### What you will do
a: In the Pastor Todd column, what weekly community meal does South Church host?
b: Please quote the Pastor Todd column from "Both First Church" to "Relational Food Ministry.".

Segment Start: Reading text

What’s Up with Pastor Todd 6-25-21

Y’all Come Community Lunch

What’s Up with Pastor Todd 6-25-21

Both First Church and South Church have food ministries. South Church hosts Waste Not Want Not, a weekly community meal. During COVID First Church started the Grab ‘n Go weekend snack pack program to provide additional food support and build relationships in our community. Food ministry is historic and widespread among churches in the U.S. So much so that there are numerous resources outlining what “works” and doesn’t work when engaging in food ministry depending on what the church’s goals are. A UCC colleague of mine, Elizabeth Mae Magill, recently published a helpful guide for transformational food ministry: Five Loaves, Two Fish, Twelve Volunteers: Growing a Relational Food Ministry.

She begins the book by telling the story of “Alan,” an unhoused person whom Rev. Magill first met as someone who attended Worcester Fellowship–the outdoor church she pastored–and who ended up leading and fundamentally reshaping the ministry to make it more relevant to the people it was intended to serve. In that process Rev. Magill’s view of Alan, the food insecure and unhoused people who gathered each week in the park for worship and PB&J sandwiches, and her own ministry changed. This transformation is the basis of the book, which distinguishes between charity and relational ministry

Charity, while alleviating immediate need, maintains the status quo. That’s why most churches, mainstream institutions, middle class folks, and wealthy philanthropists favor charity. (See, for example, Winners Take All: The Elite Charade of Changing the World by Anand Giridharadas). The status quo works for us! While charity has it’s place, it generally does not change the lives either of the ones serving or of those being served. (For more on the dark side of charity and how to transform it see Toxic Charity: How Churches and Charities Hurt Those They Help (And How to Reverse It) and Charity Detox: What Charity Would Look Like If We Cared About Results both by Robert D. Lupton.) Relational ministry by contrast seeks to transform the status quo by empowering the communities we are seeking to serve. (Habitat for Humanity is perhaps the most famous example of a truly effective relational ministry.)

Years ago I had the privilege of participating in a relational ministry that transformed an entire city. I was serving a historic, downtown congregation in Providence, RI. To make a long story short, I called on some of my partners, including the Rhode Island Coalition to End Homelessness. Together with members of the homeless community we developed a plan for an inaugural “Y’all Come Community Lunch.” Did volunteers cook food and serve it to food insecure people? Yes. Did volunteers take shifts so that everyone had both an opportunity to serve and be served, both to stand behind the food table and stand in line with the guests? Yes. The lunch also featured live entertainment from a band whose members were in recovery from addition. It featured speak-outs and poetry from unhoused folks. Was it loud? Yes. Was it rowdy? Yes. Was it a big community party that broke down barriers between “us,” the helpers, and “them,” the helped? I’d like to think so.

Years go by, the homeless community develops a “bill of rights” that is adopted by the state. The state formally adopts a “housing first” approach to homelessness, which greatly reduces homelessness statewide. The result was that the church’s “Bread and Blessings” program–which gave bag lunches to food insecure folks from our parking lot–had to close down after twenty years because so few people needed the service anymore! This can be the difference between charity that maintains the status quo and relational ministry that changes the world.

Segment End: Reading text
Segment Start: Supplied entries

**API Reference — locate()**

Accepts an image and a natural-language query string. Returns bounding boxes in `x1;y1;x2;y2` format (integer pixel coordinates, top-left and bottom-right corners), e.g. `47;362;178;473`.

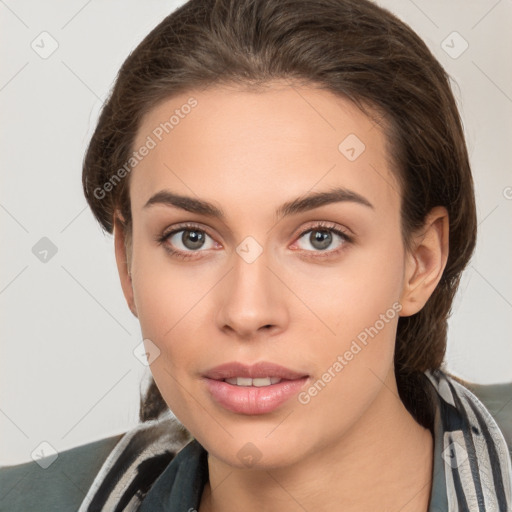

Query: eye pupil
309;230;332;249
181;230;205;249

Segment End: Supplied entries
Segment Start: Supplied entries

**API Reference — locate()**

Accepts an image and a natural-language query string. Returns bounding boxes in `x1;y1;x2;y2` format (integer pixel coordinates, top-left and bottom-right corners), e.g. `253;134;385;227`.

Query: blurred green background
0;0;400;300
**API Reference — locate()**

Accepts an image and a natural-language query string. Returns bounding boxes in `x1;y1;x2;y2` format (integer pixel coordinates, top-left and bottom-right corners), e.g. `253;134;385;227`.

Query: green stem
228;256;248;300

Segment End: Supplied entries

### Response list
a: Waste Not Want Not

b:
Both First Church and South Church have food ministries. South Church hosts Waste Not Want Not, a weekly community meal. During COVID First Church started the Grab ‘n Go weekend snack pack program to provide additional food support and build relationships in our community. Food ministry is historic and widespread among churches in the U.S. So much so that there are numerous resources outlining what “works” and doesn’t work when engaging in food ministry depending on what the church’s goals are. A UCC colleague of mine, Elizabeth Mae Magill, recently published a helpful guide for transformational food ministry: Five Loaves, Two Fish, Twelve Volunteers: Growing a Relational Food Ministry.